Your goal:
List every person named in the article below about the Black Death genome.

START Extract provided

Scientists have successfully mapped the complete genome of the Black Death – the bubonic plague that wiped out 50 million Europeans between 1347 and 1351 and remains one of the most severe epidemics of all time – various news agencies reported on Wednesday.
According to Kate Kelland of Reuters, an international team of researchers extracted and purified DNA from the remains from victims buried in the so-called plague pits of London.
“Building on previous research which showed that a specific variant of the Yersinia pestis (Y. pestis) bacterium was responsible for the plague“¦ a team of German, Canadian and American scientists went on to ‘capture’ and sequence the entire genome of the disease,” Kelland wrote.
“Their result — a full draft of the entire Black Death genome — should allow researchers to track changes in the disease’s evolution and virulence, and lead to better understanding of modern-day infectious diseases,” she added.
Kelland also noted that this information, combined with modern-day advances in DNA-related technology, should help discover a way to combat similar illnesses that exist today.
Surprisingly, says USA Today’s Elizabeth Weise, the researchers discovered that the Y. pestis bacteria did not appear to be excessively “more virulent than the plague of today,” leading them to believe that climate change, of all things, might have played a hand in the massive number of fatalities that resulted from the Black Death.
At the time, Europe was in the middle of an era of lower temperatures and increased rainfall known as the “Little Ice Age.” The conditions at the time left people without enough food from harvests, meaning they did not have enough food to eat to keep their health up.
The cold, damp climate would also have been conducive to the rat population, which likely carried the blood-sucking parasites (believed to be fleas or lice) which helped the pathogen to spread more quickly,
“You had an immuno-compromised population living in London under stressful conditions who were then hit with a new pathogen,” co-author Hendrik Poinar, an evolutionary geneticist at Canada’s McMaster University, told Weise.
According to Kelland, an estimated 2,000 people each year are killed by illnesses that can be traced back to the Black Death, which lead researcher and University of Tuebingen professor Johannes Krause told AFP’s Marlowe Hood was “the first plague pandemic in human history.”

END Extract provided
START Dataset records

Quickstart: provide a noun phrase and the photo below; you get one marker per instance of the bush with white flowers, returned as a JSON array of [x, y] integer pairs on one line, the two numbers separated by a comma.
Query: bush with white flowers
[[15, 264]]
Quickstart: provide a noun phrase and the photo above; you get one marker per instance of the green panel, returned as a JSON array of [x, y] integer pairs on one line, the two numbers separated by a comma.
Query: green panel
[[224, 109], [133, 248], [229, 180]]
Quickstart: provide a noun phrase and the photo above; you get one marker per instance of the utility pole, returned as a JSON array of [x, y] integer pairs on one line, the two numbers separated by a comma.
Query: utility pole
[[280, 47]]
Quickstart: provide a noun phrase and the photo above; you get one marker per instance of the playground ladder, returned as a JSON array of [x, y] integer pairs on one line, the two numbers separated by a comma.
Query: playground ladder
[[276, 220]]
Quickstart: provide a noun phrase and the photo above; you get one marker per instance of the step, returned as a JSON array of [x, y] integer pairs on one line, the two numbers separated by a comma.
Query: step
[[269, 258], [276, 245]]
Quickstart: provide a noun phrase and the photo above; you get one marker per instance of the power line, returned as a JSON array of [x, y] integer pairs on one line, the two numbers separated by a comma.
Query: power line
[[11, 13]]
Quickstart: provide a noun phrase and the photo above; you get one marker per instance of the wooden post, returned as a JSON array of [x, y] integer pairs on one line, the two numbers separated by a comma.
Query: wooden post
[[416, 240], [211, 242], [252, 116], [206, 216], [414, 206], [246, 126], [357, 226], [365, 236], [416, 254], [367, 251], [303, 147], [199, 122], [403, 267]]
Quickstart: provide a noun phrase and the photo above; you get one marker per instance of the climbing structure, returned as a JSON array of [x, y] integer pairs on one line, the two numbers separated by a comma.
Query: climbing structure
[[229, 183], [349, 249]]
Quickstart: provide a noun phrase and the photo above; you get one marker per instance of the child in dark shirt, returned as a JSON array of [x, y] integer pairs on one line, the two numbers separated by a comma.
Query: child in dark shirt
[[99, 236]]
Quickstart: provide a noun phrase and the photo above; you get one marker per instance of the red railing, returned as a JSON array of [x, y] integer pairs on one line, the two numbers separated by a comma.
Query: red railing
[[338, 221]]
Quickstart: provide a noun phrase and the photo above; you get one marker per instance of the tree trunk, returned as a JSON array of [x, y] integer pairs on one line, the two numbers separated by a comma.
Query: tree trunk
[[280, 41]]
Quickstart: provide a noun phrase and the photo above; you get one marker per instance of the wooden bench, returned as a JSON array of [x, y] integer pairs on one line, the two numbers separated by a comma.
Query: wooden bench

END Dataset records

Your solution:
Kate Kelland, Elizabeth Weise, Hendrik Poinar, Johannes Krause, Marlowe Hood